= INSTRUCTIONS FOR THE TASK =
Copy all of the material below word for word, leaving out the pictures.

= SUPPLIED DATA =
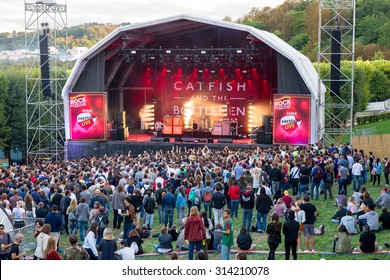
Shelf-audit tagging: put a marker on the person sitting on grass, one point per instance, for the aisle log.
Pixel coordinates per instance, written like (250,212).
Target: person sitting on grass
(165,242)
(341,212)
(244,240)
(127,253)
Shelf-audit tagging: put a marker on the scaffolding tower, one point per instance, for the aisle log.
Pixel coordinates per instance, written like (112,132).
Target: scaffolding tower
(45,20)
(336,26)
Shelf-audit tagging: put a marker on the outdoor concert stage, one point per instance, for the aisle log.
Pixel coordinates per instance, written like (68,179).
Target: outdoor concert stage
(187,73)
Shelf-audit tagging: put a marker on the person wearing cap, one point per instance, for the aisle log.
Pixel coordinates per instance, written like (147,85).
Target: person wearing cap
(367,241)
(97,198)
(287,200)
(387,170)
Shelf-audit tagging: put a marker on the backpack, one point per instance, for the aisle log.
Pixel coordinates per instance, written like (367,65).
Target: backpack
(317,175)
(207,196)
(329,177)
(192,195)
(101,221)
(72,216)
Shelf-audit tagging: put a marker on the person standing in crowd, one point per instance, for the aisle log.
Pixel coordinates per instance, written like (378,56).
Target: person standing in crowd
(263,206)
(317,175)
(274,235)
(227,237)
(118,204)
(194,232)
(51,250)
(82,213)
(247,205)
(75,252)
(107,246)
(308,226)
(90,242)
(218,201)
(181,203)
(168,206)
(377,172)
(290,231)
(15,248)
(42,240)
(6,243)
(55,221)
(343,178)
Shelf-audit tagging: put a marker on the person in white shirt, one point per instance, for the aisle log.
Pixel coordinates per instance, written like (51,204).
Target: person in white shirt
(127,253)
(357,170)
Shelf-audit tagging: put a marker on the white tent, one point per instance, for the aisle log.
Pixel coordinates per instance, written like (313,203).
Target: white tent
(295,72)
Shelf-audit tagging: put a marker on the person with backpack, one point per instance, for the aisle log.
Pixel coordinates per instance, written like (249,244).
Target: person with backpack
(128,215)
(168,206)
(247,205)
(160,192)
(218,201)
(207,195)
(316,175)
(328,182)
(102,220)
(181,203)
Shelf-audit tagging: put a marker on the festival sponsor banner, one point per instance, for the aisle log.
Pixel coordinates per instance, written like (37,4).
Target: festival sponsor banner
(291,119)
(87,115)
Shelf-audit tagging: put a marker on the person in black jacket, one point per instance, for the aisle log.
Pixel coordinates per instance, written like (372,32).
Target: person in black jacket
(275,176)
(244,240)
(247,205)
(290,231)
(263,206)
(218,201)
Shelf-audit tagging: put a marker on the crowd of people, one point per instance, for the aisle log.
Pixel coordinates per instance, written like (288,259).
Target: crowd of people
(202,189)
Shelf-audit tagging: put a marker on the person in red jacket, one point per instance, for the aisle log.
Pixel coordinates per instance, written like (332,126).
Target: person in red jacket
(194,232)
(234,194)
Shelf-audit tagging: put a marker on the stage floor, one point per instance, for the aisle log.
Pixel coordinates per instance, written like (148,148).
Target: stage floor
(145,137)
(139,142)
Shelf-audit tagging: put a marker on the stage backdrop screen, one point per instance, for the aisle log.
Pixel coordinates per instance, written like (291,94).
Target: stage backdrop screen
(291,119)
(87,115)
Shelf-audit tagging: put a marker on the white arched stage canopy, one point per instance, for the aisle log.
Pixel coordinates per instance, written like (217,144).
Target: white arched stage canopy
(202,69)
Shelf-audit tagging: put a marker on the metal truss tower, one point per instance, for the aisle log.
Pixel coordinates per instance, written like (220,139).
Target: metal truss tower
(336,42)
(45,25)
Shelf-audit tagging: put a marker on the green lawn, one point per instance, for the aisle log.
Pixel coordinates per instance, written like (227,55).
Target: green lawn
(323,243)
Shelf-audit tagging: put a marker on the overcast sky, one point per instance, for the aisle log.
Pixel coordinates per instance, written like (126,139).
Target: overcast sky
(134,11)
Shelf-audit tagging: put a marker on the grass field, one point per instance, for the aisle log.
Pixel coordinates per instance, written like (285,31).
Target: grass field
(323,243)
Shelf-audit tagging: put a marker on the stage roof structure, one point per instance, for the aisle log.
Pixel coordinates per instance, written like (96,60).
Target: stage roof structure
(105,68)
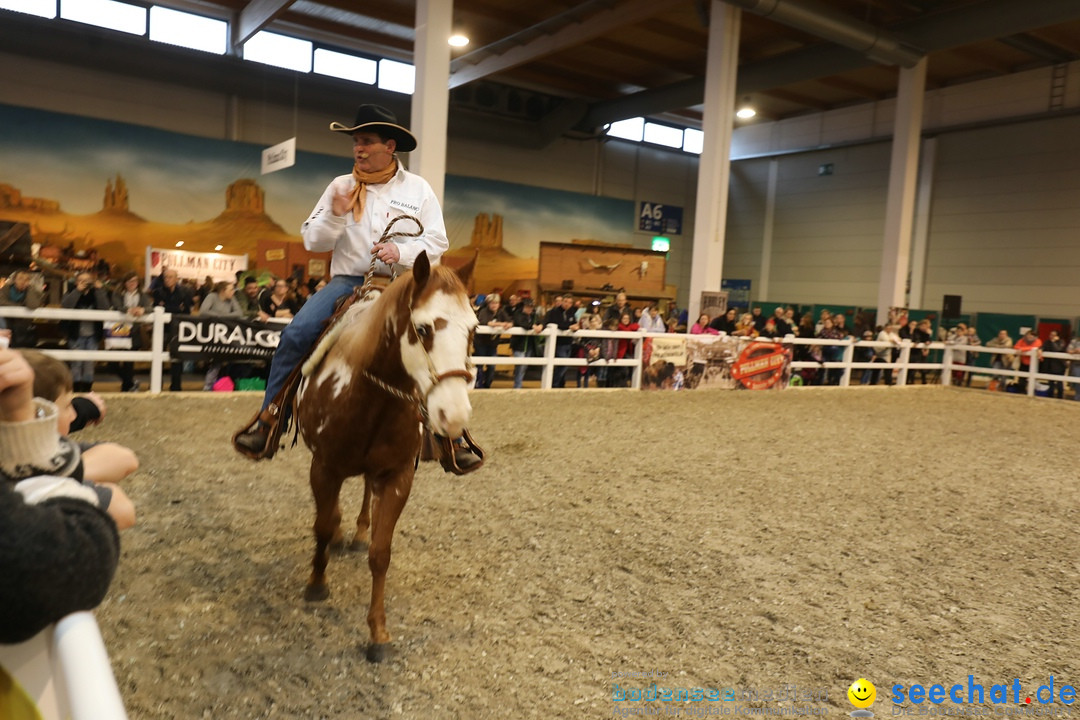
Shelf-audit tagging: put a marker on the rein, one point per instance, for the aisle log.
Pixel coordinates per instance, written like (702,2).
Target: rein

= WRITTEN ANSWER =
Shelf-audit tagging: put a marker on the person sitting on grass, one point per instance, for the aisle log.
Pixel coordinates per instance, written like (250,212).
Target: person sitting on grass
(165,242)
(341,212)
(244,240)
(127,253)
Shelf-audit tagging: put a marker on the scaffolding tower, one point per instance, for the aisle log.
Pixel coordinates per instance, written like (112,132).
Target: scaffolding tower
(45,20)
(336,26)
Shelf-audit tagging: put a marker on the outdoor concert stage, one point per instance, for the aisle log.
Pixel coordinates per instance, written like (68,179).
Target: outdoor concert stage
(187,73)
Shelf-audit tagging: put a marker on the person wearing cap, one point per instance, for the aisle log.
Pixel coordinates per instance, written like (147,85).
Target: person wearing cap
(367,241)
(97,198)
(287,200)
(387,170)
Shelf-audit tagging: put a marker on the backpack, one point per instance, for the aisle log.
Pixel coordinates per instance, written like (367,65).
Target: backpack
(317,175)
(207,196)
(329,177)
(192,195)
(101,221)
(72,216)
Shelf-audit tagging: put a marker on the person standing in crowd, one point per instance, for the aisle log.
Pixel coordinates per instance, written like (378,56).
Target: person standing in crowd
(263,206)
(317,175)
(274,235)
(227,237)
(118,204)
(194,232)
(51,250)
(82,213)
(247,205)
(75,252)
(107,246)
(308,226)
(90,242)
(218,201)
(181,203)
(168,206)
(377,172)
(290,231)
(15,248)
(42,240)
(6,243)
(55,221)
(343,178)
Shelf-audit tagging: put a marker on the person in white shirt, one point per instance, for the aisle log.
Pixel coordinates per instance, written like (51,204).
Target: person in white shirt
(127,253)
(357,170)
Shelf-audit tagging: put a marker on the white tent, one point per instance, for the aisle log.
Pixel coordinates per instance, written like (313,203).
Target: white tent
(295,72)
Shelf-audit tagging: put a marker on the person with backpack, one point per instance, for the aisle log.
Pixel coordinates per instance, written like (249,244).
Target: person with backpack
(128,215)
(168,206)
(247,205)
(160,192)
(218,201)
(207,195)
(316,175)
(328,182)
(102,220)
(181,203)
Shelf-audit tagging: put a marker on the festival sponsor banner, one point per instance, for the aisle log.
Pixel coordinates per instance, written like (37,4).
Target: festival sponsor banner
(291,119)
(87,115)
Shelf-audit tagging: put a marker on the person in black jacket, one point per instance, for the aisle log.
Pixel coordinates per instance, written like (372,32).
Target: person in black jacket
(275,176)
(244,240)
(247,205)
(290,231)
(263,206)
(218,201)
Shelf-audit tagging: put a marker on the crowd of people, one point per instance, for the aisle log.
Pixel coordinates per instance, written like (288,259).
Target: crowd of people
(202,189)
Shelf-audit tagging: put a marker on the person in red jacket, one point per instance, for the aisle log.
Pixel coordinates per instance, written like (332,126).
Target: person in red jacket
(194,232)
(234,194)
Shelf-audit tagging: put a marker on the stage floor, one point per instance, for the aisle log.
Pixel coordinates per instance, written like (148,148).
Target: stage floor
(145,137)
(139,142)
Shelf-audit tagging: put a marker on the stage backdrop screen, one point per instance, for the aisle log.
Pixel coordinates per instance, written like (291,94).
Target: stage backdrop screen
(291,119)
(87,115)
Shelf-audit tagging: put a marker on the white arched stage canopy, one point per instance, for the aisle log.
Pixel coordinates per instance, written like (217,144).
Target: white arched stage canopy
(202,69)
Shelf-audit tagging: put a marker on the metal truss tower, one point per instance, for the aisle log.
Pixel coordinates per instance, written like (220,139).
Target: metal truss tower
(336,42)
(45,25)
Shelf-audit tagging: put a marker on the green lawn, one point per instance, for the aisle log.
Pixel coordinates per instance, written like (227,55).
Target: green lawn
(323,243)
Shelf-audit tagging: put a marker on the overcast sky, one point per instance, for the aisle log.
Pixel coordinates per instance, written like (126,139).
Target: overcast sky
(134,11)
Shelf-audit tagging: put a marker on the grass field, one point per instance, for the aisle log.
Pixel coordinates per instance, written like (285,31).
Target: grass field
(323,243)
Shelf-audit tagging: put a marker on the stage roof structure, one point per instance, for the aisle log.
Pixel coordinates per instance, written like (96,60).
Target: stage roof structure
(105,68)
Shelf-audit tagging: put a marker on the rein, one point per instance, for the aisle log.
Pixel coordinates per instance, written like (702,2).
Target: rein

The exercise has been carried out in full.